◆ Aim 1: Copy the passage of the quantile plots answer below between "This answer is" and "in distribution shape.", inclusive, keeping every word the same.

This answer is oblique to your question, because I am not clear that it's the best question to ask. Whether kurtosis is higher or lower doesn't bear directly on the main differences in level, spread and shape between empirical and simulated distributions.

I can't comment on what is of most scientific interest here. I don't doubt that conventional tests for differences in mean and/or variance will show something: for example, $t$ tests comparing means give $P$-values of around 0.04. But either seems to miss a major point, which is a difference in distribution shape.

Here are overlaid quantile plots, first with reference distribution uniform and second with reference distribution normal (Gaussian).

What I see most prominently is that empirical and simulated distributions differ most in the left-hand tails. That is consistent with the density plots, but conversely the rather pronounced bump in the right tail of the latter looks a little like over-reaction to a small cluster of values (compare the rug).

enter image description here

enter image description here

A strong merit of quantile plots here is that there are no arbitrary or capricious choices of how and how much to smooth (let alone how, and how much, to bin, where binning not only ignores detail within bins but also is sensitive to bin start and width). The data are plotted as they come, signal, fine structure and noise all together. A limitation of Kolmogorov-Smirnov and similar tests is that you still need to look to see where any differences occur. I'd rather start with looking at the data further.

◆ Material provided:
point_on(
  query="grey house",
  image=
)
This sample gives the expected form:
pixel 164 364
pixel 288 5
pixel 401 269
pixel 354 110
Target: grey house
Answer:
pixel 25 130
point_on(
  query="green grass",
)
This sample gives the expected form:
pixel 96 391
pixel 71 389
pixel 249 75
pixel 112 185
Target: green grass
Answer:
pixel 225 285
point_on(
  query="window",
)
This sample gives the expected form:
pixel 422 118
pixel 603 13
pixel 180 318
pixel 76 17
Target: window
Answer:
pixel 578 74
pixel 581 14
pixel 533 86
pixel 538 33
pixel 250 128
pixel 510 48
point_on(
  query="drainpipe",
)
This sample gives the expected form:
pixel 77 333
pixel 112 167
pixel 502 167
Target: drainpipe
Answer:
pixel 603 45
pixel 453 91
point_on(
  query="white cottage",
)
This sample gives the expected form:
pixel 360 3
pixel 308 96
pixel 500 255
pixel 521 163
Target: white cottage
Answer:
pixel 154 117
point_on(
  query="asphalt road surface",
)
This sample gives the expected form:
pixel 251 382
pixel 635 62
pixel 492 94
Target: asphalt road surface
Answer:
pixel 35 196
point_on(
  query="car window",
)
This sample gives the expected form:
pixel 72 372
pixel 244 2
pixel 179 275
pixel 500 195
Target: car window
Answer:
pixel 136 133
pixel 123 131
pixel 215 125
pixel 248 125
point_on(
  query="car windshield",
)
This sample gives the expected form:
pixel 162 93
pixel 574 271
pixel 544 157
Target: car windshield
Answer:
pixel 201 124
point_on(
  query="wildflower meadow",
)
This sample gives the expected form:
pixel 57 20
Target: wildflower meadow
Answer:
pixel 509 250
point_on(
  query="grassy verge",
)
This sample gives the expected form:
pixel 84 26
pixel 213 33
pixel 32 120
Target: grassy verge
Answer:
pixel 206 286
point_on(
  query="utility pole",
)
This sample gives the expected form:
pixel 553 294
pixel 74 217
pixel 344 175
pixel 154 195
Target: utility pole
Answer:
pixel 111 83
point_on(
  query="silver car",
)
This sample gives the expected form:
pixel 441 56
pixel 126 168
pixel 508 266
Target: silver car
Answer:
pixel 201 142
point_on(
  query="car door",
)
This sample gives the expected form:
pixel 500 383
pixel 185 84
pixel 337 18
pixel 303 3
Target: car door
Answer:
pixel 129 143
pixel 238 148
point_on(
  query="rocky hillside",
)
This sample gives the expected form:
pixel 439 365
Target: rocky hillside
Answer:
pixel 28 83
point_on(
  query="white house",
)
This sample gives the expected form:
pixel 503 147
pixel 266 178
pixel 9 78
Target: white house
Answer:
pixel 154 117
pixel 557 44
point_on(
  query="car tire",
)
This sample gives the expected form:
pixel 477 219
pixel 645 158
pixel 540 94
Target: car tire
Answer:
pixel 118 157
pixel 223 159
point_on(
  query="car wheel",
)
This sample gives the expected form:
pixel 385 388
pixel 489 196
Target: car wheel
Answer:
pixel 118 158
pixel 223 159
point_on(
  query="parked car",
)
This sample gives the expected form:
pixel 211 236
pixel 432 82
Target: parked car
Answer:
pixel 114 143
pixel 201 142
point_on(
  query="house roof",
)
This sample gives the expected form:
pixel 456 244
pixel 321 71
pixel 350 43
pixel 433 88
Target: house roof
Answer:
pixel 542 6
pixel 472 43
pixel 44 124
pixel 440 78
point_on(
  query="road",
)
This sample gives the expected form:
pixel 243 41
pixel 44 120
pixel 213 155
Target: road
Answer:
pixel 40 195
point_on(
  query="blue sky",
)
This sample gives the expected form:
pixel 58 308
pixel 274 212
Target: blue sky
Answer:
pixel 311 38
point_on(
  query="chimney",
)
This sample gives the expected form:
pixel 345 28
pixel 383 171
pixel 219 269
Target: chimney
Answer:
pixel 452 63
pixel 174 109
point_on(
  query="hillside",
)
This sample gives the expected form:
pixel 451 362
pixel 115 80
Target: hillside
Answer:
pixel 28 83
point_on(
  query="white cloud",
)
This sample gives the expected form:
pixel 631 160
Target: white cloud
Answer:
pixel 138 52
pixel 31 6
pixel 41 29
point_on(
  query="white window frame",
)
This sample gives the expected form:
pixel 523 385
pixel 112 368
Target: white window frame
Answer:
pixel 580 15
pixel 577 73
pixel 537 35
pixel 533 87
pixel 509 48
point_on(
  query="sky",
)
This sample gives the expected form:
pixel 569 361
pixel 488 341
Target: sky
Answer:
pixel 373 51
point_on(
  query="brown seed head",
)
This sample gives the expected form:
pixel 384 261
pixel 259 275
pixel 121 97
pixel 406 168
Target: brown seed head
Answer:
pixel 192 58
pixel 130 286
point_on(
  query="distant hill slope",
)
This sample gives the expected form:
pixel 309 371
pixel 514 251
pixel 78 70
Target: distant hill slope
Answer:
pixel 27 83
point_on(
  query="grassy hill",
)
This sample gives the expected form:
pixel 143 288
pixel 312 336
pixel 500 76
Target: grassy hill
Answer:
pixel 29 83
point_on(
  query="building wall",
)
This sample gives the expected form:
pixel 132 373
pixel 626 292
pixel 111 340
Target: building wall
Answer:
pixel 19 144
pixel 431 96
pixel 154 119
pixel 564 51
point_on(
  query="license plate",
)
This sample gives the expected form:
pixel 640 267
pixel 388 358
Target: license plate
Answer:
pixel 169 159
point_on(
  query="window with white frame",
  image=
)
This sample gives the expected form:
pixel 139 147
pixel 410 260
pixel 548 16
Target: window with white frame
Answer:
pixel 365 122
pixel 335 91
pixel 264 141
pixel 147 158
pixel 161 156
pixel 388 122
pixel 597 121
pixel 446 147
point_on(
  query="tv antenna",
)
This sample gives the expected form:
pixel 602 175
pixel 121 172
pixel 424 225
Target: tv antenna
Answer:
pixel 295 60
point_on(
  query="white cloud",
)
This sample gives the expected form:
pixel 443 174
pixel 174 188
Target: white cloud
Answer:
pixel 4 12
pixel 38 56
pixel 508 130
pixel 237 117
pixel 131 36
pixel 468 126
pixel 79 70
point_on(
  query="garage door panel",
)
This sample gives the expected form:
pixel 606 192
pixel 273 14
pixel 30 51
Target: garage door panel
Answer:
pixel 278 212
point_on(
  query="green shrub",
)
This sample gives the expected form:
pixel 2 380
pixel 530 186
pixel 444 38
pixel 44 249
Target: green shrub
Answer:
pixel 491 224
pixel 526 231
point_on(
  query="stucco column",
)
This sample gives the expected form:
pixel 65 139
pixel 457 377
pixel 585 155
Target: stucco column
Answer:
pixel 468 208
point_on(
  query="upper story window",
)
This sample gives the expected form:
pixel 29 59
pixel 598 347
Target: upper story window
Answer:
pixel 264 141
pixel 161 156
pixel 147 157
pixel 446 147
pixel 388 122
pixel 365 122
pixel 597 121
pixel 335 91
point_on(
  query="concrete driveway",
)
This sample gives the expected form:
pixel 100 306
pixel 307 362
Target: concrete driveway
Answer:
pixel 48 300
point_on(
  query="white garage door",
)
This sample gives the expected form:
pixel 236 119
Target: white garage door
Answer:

◆ Aim 2: Collect every line in the records above that contains the string "garage", matching its case exactly.

◆ Solution 1:
This answer is oblique to your question, because I am not clear that it's the best question to ask. Whether kurtosis is higher or lower doesn't bear directly on the main differences in level, spread and shape between empirical and simulated distributions.

I can't comment on what is of most scientific interest here. I don't doubt that conventional tests for differences in mean and/or variance will show something: for example, $t$ tests comparing means give $P$-values of around 0.04. But either seems to miss a major point, which is a difference in distribution shape.

◆ Solution 2:
  query="garage door panel",
Target: garage door panel
  query="white garage door",
Target: white garage door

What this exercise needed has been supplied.